Now, before we go on to the formal algorithm, let’s think of a smaller problem. Let’s take two values from the array A (just reminding, the values aren’t the ones which were taken as input) A[i] and A[j]. Let’s assume that A[j] > A[i]. Now, let us take two values x and y from the buttons multiset. Let’s say that x < y < A[j]. Which button should be use for A[j] then. Intuition tells us that it is beneficial to use y. This is for two reasons. First one is that using y allows us to complete more number of tasks on the j^{th} day than x using why would. Second reason is that assume y > A[i] and x < A[i]. If we use x on A[j], we won’t be able to use y on A[i]. A better strategy is to use x on A[i] and y on A[j]. What if both x and y were less than A[i]. Then we could use either of buttons on A[i] and the other on A[j]. This is because we will anyway be reducing the same number of tasks from the sum of total incomplete tasks.

● ENTRIES SUPPLIED:

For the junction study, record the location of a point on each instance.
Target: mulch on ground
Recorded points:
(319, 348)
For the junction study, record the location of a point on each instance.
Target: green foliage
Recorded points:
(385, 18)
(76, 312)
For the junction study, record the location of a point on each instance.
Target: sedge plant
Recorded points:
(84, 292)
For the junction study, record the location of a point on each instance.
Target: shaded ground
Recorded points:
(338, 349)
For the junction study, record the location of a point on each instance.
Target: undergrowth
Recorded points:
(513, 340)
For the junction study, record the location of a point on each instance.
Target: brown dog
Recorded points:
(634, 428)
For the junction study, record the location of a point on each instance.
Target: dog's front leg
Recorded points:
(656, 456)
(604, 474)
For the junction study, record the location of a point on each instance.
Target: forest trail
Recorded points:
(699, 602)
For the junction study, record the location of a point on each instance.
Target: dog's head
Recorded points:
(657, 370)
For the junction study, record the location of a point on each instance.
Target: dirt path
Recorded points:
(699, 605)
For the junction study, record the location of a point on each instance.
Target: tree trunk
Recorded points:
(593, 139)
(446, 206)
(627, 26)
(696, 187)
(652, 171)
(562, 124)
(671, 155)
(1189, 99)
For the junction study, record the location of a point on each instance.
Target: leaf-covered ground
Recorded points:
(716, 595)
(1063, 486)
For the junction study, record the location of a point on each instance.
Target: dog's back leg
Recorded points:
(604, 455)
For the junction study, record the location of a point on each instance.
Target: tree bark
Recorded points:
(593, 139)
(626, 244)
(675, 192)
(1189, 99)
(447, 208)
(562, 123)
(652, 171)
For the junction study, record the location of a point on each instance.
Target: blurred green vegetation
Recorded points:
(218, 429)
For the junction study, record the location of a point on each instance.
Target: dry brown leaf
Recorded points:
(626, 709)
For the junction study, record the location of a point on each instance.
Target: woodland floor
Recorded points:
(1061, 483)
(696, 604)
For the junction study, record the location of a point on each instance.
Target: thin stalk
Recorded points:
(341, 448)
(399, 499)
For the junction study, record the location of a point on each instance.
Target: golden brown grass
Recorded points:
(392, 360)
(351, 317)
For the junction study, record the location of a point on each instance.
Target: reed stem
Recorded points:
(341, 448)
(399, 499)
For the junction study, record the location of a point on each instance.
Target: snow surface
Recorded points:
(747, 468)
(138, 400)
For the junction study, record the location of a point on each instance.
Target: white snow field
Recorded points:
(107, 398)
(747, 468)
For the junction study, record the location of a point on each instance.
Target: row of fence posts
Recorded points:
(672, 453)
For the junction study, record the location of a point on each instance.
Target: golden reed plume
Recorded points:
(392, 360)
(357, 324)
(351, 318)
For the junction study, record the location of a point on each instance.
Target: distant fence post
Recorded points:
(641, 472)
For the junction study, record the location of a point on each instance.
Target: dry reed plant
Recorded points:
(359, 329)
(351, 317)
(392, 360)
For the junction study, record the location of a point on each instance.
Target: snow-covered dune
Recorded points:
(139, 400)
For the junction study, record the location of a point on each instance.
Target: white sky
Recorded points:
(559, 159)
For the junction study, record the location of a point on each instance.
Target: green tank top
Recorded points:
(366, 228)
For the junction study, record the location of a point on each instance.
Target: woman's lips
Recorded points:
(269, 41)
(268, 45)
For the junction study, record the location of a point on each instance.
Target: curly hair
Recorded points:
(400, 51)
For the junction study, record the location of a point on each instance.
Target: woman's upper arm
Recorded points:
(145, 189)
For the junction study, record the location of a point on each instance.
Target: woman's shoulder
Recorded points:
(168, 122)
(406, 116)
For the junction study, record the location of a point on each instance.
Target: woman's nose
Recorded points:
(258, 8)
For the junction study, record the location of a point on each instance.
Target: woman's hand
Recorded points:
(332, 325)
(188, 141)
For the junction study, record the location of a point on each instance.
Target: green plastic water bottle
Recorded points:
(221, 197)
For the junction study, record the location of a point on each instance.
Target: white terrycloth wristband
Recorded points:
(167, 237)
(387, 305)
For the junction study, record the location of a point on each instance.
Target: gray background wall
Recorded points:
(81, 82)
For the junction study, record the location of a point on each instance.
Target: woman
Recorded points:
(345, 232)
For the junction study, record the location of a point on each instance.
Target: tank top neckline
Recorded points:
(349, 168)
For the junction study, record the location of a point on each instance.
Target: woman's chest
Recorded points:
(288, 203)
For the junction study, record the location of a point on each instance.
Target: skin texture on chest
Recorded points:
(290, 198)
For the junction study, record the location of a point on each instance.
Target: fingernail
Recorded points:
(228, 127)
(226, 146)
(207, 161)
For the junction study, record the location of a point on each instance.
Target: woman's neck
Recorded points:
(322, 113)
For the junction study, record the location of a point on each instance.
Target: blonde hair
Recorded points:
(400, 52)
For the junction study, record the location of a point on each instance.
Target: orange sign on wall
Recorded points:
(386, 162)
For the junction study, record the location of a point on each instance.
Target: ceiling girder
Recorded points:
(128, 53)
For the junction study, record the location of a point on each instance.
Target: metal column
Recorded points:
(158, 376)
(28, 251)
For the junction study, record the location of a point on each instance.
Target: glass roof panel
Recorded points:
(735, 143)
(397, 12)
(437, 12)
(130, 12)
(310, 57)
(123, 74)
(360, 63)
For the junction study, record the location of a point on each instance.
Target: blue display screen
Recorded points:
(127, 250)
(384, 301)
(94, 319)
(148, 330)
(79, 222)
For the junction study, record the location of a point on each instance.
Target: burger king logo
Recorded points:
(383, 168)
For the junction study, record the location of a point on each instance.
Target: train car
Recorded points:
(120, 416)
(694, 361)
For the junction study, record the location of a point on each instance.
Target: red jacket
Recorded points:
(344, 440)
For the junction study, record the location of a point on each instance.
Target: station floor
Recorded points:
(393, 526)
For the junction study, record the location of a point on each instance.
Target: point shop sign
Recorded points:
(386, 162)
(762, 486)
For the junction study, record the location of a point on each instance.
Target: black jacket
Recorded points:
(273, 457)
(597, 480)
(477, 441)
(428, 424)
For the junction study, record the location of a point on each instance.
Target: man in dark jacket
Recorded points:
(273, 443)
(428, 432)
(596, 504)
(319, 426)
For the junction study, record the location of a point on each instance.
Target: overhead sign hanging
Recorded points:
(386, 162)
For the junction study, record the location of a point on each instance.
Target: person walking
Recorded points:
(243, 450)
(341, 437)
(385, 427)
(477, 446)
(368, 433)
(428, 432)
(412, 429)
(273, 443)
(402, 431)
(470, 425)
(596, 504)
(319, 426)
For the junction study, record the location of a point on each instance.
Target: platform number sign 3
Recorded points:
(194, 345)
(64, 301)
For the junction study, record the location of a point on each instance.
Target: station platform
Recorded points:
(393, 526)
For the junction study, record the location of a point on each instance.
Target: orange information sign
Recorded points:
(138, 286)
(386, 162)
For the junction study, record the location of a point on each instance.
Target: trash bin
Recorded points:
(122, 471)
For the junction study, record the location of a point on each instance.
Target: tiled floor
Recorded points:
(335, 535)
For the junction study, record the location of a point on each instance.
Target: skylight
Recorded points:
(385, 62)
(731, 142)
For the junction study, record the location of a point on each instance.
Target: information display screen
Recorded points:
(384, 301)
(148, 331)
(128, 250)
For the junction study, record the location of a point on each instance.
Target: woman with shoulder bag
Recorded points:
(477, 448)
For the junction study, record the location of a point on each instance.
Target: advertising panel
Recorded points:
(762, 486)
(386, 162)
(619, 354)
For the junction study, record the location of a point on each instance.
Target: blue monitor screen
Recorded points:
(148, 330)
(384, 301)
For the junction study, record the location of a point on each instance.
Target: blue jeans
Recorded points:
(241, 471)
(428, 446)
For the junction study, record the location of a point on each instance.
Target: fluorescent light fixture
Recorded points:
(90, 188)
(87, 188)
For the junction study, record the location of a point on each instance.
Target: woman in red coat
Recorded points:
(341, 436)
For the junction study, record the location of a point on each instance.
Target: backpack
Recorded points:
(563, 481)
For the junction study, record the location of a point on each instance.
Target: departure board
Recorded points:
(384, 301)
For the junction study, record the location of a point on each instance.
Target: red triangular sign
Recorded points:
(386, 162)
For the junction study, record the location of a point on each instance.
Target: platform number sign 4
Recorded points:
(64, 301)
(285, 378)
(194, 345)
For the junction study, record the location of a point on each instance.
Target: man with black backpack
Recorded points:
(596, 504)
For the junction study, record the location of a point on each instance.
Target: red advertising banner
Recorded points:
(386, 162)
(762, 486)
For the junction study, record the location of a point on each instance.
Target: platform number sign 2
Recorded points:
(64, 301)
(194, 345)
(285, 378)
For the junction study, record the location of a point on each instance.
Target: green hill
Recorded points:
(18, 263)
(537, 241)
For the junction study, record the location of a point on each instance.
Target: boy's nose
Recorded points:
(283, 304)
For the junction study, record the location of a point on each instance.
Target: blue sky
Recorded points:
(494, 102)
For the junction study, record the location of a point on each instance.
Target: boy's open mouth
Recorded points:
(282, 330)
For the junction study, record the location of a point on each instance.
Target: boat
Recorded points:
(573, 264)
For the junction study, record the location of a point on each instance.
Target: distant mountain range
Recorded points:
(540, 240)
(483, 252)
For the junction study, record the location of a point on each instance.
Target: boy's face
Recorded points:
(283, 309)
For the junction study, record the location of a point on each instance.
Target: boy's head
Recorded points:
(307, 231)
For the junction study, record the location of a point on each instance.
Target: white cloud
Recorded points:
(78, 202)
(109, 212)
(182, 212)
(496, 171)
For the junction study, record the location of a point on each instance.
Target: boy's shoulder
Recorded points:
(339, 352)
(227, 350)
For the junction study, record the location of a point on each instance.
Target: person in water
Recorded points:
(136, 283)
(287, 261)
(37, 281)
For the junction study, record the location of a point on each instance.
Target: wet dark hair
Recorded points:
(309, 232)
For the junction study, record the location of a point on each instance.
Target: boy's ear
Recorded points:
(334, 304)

● WRITTEN EXERCISE 1: In the button-assignment explanation, what can be done if both x and y are less than A[i]?
● WRITTEN EXERCISE 2: Continue the button-assignment explanation from its final sentence.

● OUTPUT 1: Either button can be used on A[i] and the other on A[j], because the same number of tasks is removed from the total of incomplete tasks either way.

● OUTPUT 2:
This gives us our greedy algorithm: for a particular value A[i], use the button x such that x hasn’t been used up till now and x is the largest value less than or equal to A[i] in the buttons multiset. Now, the incomplete tasks left will be A[i] - x. Add this to the accumulator variable which is to be finally returned as the answer. x is removed from the multiset since one button can’t be used twice. The proof of this greedy algorithm has been given above and can be more formally stated as “Exchange Argument”. You can find more about proofs of greedy algorithms here.
The multiset data structure can be found in almost all the major programming langauges. Writing one on your own requires knowledge of balanced binary search trees. All operations in a multiset are in order \mathcal{O}(\log N).
The editorialist’s program follows the editorial. Please see for implementation details.
OPTIMAL COMPLEXITY:
\mathcal{O}(N\log N) per test case.